THE REQUEST >>
In the items below, swap "position" for "location" everywhere it appears and give every line back otherwise unchanged, leaving out the pictures.

AVAILABLE RECORDS >>
** start **

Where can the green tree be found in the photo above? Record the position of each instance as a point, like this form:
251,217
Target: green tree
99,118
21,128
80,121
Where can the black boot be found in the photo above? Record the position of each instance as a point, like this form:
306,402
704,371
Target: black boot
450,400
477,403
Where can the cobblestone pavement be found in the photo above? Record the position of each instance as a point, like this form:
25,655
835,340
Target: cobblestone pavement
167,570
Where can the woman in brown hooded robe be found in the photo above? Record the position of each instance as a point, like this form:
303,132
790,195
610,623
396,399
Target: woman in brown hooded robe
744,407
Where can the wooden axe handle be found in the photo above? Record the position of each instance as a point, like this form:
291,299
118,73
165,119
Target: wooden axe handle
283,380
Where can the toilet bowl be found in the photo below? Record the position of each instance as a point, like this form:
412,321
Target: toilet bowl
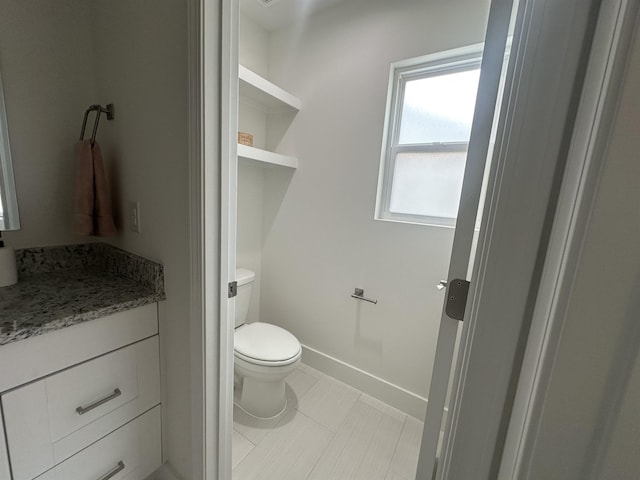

** end **

OUTPUT FOR THIS EXERCISE >>
Where can the green tree be found in the photo above? Record the location of each instance as a point, like this form:
251,217
Target: green tree
99,118
21,128
80,121
Where can the black boot be found in the photo above? Record the location of each instance as a point, like this form:
306,402
704,371
Target: black boot
450,400
477,403
Where can the cobblestone pavement be found in the photo above? Record the location of each instance as a point, like this form:
25,655
835,340
Target: cobblestone pavement
167,570
Where can the woman in brown hooded robe be found in the photo above? Record the location of each instance as a point, like this form:
303,132
790,195
610,623
396,399
Target: woman in brown hooded robe
744,407
Where can the wooden axe handle be found in the photo above? Record the location of each instance as a point, like this form:
291,299
118,73
165,119
Target: wooden axe handle
283,380
Where can the toilet bowl be found in the photo below? Record the location of each instance as a point, like this form:
412,321
Target: toilet bowl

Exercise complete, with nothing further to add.